SET PROBLEM.
Give the data below again, word for word.

Coordinate labeling data.
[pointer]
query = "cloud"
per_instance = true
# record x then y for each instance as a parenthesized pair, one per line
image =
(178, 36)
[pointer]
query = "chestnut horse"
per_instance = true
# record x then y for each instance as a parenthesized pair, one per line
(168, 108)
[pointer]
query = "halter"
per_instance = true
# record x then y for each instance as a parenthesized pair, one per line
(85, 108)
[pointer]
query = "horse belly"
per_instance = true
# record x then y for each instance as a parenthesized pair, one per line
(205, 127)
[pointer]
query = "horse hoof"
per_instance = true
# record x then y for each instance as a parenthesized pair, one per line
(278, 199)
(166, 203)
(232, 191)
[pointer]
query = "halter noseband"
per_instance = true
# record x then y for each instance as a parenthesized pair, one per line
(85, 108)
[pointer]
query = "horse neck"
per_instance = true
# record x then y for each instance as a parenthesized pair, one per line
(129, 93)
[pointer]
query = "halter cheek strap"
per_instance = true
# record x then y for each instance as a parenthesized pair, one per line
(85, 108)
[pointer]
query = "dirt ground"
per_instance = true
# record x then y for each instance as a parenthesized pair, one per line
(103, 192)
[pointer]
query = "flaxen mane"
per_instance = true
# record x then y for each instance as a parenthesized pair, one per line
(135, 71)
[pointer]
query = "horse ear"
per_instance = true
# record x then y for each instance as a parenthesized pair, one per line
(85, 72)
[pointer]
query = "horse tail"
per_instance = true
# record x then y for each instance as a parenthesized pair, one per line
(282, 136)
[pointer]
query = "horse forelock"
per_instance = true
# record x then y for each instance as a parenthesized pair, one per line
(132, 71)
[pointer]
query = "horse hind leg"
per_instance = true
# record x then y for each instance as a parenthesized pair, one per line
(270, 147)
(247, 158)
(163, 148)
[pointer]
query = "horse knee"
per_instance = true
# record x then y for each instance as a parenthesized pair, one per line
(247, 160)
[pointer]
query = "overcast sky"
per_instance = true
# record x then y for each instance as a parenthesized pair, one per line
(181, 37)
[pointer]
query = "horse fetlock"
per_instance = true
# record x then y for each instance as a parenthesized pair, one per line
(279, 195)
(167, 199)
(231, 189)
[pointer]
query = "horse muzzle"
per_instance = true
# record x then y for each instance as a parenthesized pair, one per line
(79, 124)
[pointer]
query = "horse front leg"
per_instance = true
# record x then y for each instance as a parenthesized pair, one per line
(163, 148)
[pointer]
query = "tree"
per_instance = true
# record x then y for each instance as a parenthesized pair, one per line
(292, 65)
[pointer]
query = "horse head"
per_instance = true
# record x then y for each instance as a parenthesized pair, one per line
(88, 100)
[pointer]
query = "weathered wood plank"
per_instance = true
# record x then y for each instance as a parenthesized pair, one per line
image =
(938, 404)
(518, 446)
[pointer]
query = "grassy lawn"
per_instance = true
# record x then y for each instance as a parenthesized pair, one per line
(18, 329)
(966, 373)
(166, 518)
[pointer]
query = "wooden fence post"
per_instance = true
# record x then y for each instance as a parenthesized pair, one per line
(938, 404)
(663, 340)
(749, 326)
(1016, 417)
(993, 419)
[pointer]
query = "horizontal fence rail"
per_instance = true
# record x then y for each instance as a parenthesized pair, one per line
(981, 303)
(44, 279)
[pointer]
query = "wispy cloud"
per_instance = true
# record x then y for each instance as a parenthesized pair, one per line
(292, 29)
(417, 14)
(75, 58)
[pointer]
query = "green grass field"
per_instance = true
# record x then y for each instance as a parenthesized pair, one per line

CORRECT RESULT.
[pointer]
query = "cloud"
per_instance = true
# record x then y for each instance as a parenthesized pair, one per line
image =
(178, 36)
[pointer]
query = "chestnut horse"
per_instance = true
# record x then y for each instance as a parenthesized pair, one per line
(168, 108)
[pointer]
query = "halter"
per_instance = true
# record x then y for each instance as a parenthesized pair, one per line
(85, 108)
[pointer]
query = "horse belly"
per_instance = true
# record x then y for each instance as a parenthesized pair, one per line
(205, 127)
[pointer]
query = "horse hoof"
per_instance = true
# record x then y for each instance as a parenthesized pair, one per line
(278, 199)
(166, 203)
(232, 191)
[pointer]
query = "halter noseband"
per_instance = true
# record x then y for each instance as a parenthesized pair, one per line
(85, 108)
[pointer]
query = "horse neck"
per_instance = true
# record x then y for each instance as a parenthesized pair, one per line
(129, 93)
[pointer]
query = "halter cheek strap"
per_instance = true
# record x then y for each instance as a parenthesized pair, one per line
(85, 108)
[pointer]
query = "dirt ground"
per_instance = true
# record x then y for each instance as a parenthesized pair, one per line
(103, 192)
[pointer]
query = "flaxen mane"
per_instance = true
# record x then y for each instance as a parenthesized pair, one per line
(135, 71)
[pointer]
query = "horse ear"
per_instance = true
# record x then y for each instance as a parenthesized pair, one per line
(85, 72)
[pointer]
query = "horse tail"
per_instance = true
# record x then y for each instance as a parenthesized pair, one per line
(282, 136)
[pointer]
query = "horse forelock"
per_instance = true
# record x then y for each instance as a parenthesized pair, one per line
(132, 71)
[pointer]
query = "horse hind leg"
per_instance = true
# record x then y for each instance as a parenthesized pair, one per line
(270, 147)
(247, 158)
(163, 148)
[pointer]
query = "horse knee"
per_instance = true
# record x then y for each instance as a parenthesized pair, one per line
(247, 160)
[pointer]
query = "overcast sky"
per_instance = true
# record x then y for each instance as a parenthesized pair, one per line
(181, 37)
[pointer]
query = "horse fetlock"
per_instance = true
# record x then y for each instance as a parenthesized pair, one per line
(279, 195)
(167, 199)
(231, 189)
[pointer]
query = "horse muzzle"
per_instance = true
# record x then y for each instance as a parenthesized pair, one per line
(79, 124)
[pointer]
query = "horse front leg"
per_instance = true
# record x then y for each instance as a parenthesized pair, one per line
(163, 148)
[pointer]
query = "tree"
per_instance = true
# record x then y for each instance as a parenthesized pair, one per line
(292, 65)
[pointer]
query = "horse head"
per_instance = true
# record x then y for each instance as a parenthesized pair, one per line
(88, 100)
[pointer]
query = "weathered wood plank"
per_instance = true
# record x then y for each instance as a parenthesized pair, one per line
image =
(938, 404)
(518, 446)
[pointer]
query = "grassy lawn"
per_instance = true
# record x then y for each instance as a parenthesized pair, one per line
(18, 329)
(966, 373)
(166, 518)
[pointer]
query = "wooden fence post"
per_instance = true
# record x then y for each instance as a parenthesized pair, one per line
(938, 404)
(663, 340)
(749, 326)
(1016, 417)
(993, 419)
[pointer]
query = "horizontal fence rail"
per_instance = true
# record x then y for each instance as a parenthesized pair, one per line
(981, 303)
(44, 279)
[pointer]
query = "wispy cloud"
per_instance = true
# record x then y for each instance as a parenthesized pair, one per line
(292, 29)
(417, 14)
(75, 58)
[pointer]
query = "green grass field"
per_instance = true
# record x then y for each instance as a parenthesized pair, one per line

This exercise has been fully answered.